Answer these three questions from the text on legal costs, giving each answer on its own numbered line.
1. Which body ordinarily regulates solicitor/client and party/party costs?
2. According to Le Miere, what determines which of the two colliding policies should prevail in a given case?
3. What do the defendants note about the plaintiffs' claims?

▶ _TEXT SHOWN_
╔══

72 Ordinarily, solicitor/client and party/party costs are regulated by determinations made by the Legal Costs Committee.
73 The general rule that the successful party to any action or matter recover his or her costs usually applies notwithstanding that the successful party may have failed in relation to some issues or parts of their case. In Elite Protective Personnel Pty Ltd v Salmon (No 2) [2007] NSWCA 373 Beazley, McColl and Basten JJA said:
Where there are multiple issues in a case the court generally does not attempt to differentiate between the issues on which the appellant was successful and those on which it failed. Unless a particular issue or group of issues is clearly dominant or separable it will ordinarily be appropriate to award the costs of the proceedings to the successful party without attempting to differentiate between those particular issues on which it was successful and those on which it failed [6].
74 In Leighton Contractors Pty Ltd v Public Transport Authority of Western Australia [No 7] [2009] WASC 218 [19] Le Miere noted that:
In determining the appropriate costs order where a litigant is not successful on each issue in the action, the court must seek to give effect to two policies that are likely to collide. On the one hand, it should not adopt an approach so rigid as to dissuade a party, by the risk of an adverse costs award, from canvassing all issues, however doubtful, which might be material to the decision in the case. On the other hand, in view of extensive court delays and high legal costs, the court should encourage parties to consider carefully the matters they do put in issue in their litigation. Litigants who realise that they will not necessarily recover the whole of their costs where they have unsuccessfully raised a discrete issue are more likely to consider whether the raising of that issue is a justifiable course to take. Which policy should prevail in any given case depends on what, according to the court, the justice of the case requires: see Dal Pont G E, Law of Costs (2003) [8.9].
75 The defendants correctly note that the plaintiffs only succeeded in relation to a small number of claims. The vast majority were dismissed.

╚══

▶ _SUPPLIED ENTRIES_
╔══

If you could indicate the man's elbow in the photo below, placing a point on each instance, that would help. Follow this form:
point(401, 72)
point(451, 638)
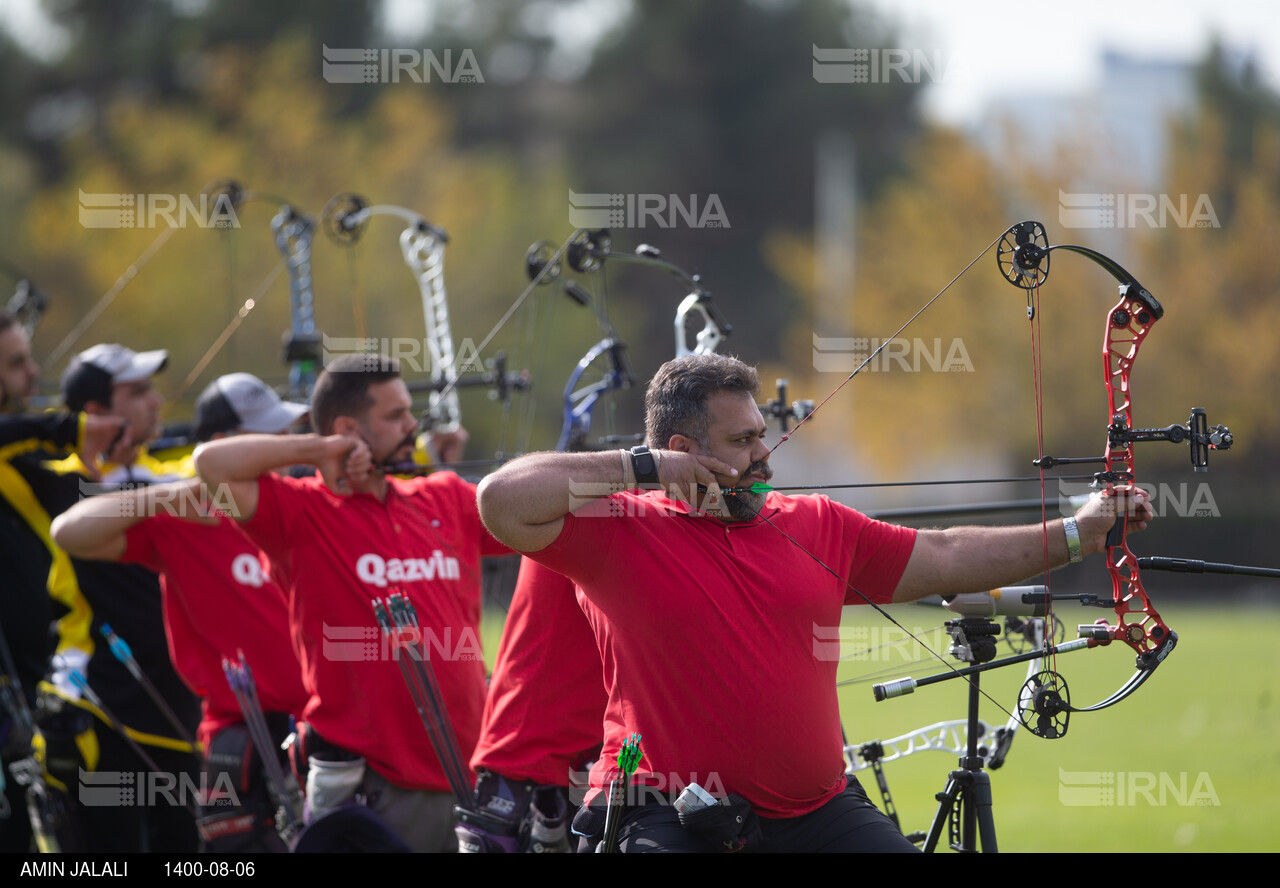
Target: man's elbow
point(209, 465)
point(493, 503)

╚══

▶ _THE RESPONSE_
1. The Legal Costs Committee.
2. What the justice of the case requires, according to the court.
3. The plaintiffs succeeded on only a small number of claims, and the vast majority were dismissed.